» PROBLEMS TO SOLVE
- a) Answer these questions using the arena text below.
(i) Who owns the arena?
(ii) Which high school is the arena connected to?
(iii) What was the arena called from 2010 to 2011?
- b) For each statement, say whether it agrees with the arena text below. Support each answer with the deciding words from the text, quoted exactly.
(i) The arena has 3,208 seats.
(ii) The arena is mainly used for concerts.
(iii) Concerts at the arena raise money for the school district.

EXERCISE TEXT START

RWJBarnabas Health Arena
- Interactive map of RWJBarnabas Health Arena
- Former names: The Ritacco Center (2003-2010) Poland Spring Arena (2010-2011) Pine Belt Arena (2011-2018)
- Address: 1245 Old Freehold Road
- Location: Toms River, New Jersey, U.S.
- Owner: Toms River Regional Schools
- Capacity: 3,208

Construction
- Opened: 2003

Tenants
- Toms River North Mariners

= RWJBarnabas Health Arena =

Arena in Toms River, New Jersey

The RWJBarnabas Health Arena (formerly known as the Ritacco Center, Poland Spring Arena, and Pine Belt Arena) is a 3,208-seat multi-purpose arena in Toms River, New Jersey. Opened in 2003, the facility hosts various local concerts and sporting events for the area.

== History and use ==
Connected to Toms River High School North, the public arena is considered a centerpiece of the Toms River Regional School District. First opened on June 14, 2004, the facility is used by the high school and the school district for many functions, including the inaugural senior graduation by the Class of '04.

The arena's main use is for high school basketball games, and is home to the Toms River North Mariners basketball teams as well as teams from other high schools in Toms River. Concerts and other events are also held throughout the year to raise money for the school district.

For trade shows, RJW Barnabas Healthcare Arena has 19939 sqft of space.

EXERCISE TEXT END
GIVEN INFORMATION START

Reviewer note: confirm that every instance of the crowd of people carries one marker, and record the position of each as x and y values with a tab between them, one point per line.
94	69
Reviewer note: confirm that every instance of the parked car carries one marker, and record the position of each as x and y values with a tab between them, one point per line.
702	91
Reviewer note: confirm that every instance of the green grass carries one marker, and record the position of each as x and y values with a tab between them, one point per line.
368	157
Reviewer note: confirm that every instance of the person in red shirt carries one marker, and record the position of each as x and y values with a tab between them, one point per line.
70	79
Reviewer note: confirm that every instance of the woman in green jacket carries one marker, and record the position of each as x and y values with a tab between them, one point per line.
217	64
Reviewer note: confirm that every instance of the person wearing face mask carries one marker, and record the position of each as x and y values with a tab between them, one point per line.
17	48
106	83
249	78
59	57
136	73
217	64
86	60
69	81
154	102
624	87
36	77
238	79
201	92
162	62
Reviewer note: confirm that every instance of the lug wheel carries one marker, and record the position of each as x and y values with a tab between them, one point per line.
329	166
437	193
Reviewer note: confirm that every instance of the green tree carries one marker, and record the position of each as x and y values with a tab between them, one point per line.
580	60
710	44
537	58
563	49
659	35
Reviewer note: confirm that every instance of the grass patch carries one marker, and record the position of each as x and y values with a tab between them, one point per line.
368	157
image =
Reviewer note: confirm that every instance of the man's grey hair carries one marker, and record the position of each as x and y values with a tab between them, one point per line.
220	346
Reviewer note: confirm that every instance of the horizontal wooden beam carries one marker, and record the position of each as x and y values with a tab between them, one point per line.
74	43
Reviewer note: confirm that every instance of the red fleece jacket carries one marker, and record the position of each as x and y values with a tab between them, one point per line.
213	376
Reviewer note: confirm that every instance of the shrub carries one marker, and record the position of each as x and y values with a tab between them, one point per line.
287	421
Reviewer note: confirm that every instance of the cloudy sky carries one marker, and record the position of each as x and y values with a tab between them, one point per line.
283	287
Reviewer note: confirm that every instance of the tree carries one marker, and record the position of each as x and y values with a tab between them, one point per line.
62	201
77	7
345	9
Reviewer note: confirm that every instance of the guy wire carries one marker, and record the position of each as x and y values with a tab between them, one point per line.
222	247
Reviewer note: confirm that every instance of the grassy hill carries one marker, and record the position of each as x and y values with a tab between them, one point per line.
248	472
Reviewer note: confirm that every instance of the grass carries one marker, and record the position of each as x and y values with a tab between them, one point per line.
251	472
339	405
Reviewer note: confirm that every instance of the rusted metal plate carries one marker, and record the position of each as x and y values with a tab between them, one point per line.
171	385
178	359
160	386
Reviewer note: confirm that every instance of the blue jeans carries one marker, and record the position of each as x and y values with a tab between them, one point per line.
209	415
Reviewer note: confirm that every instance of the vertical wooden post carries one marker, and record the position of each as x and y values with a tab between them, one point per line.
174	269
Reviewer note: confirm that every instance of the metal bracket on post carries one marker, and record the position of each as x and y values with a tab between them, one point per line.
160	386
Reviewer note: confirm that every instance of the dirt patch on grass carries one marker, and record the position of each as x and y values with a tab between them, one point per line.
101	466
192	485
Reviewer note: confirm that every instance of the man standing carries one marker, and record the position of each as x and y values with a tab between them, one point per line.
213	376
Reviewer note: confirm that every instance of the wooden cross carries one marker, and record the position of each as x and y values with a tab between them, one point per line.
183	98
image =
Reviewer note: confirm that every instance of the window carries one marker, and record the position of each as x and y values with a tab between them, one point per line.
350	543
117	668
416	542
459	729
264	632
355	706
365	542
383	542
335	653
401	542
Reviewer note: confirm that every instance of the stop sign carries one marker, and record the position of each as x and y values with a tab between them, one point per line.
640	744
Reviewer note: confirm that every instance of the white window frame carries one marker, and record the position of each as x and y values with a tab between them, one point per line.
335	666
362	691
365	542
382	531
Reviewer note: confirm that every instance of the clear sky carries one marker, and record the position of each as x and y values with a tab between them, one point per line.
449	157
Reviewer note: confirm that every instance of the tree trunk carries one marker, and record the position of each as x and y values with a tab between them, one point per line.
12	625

GIVEN INFORMATION END

» SOLUTIONS TO THE PROBLEMS
- a)
(i) Toms River Regional Schools
(ii) Toms River High School North
(iii) Poland Spring Arena

- b)
(i) Yes: "is a 3,208-seat multi-purpose arena"
(ii) No: "The arena's main use is for high school basketball games"
(iii) Yes: "Concerts and other events are also held throughout the year to raise money for the school district."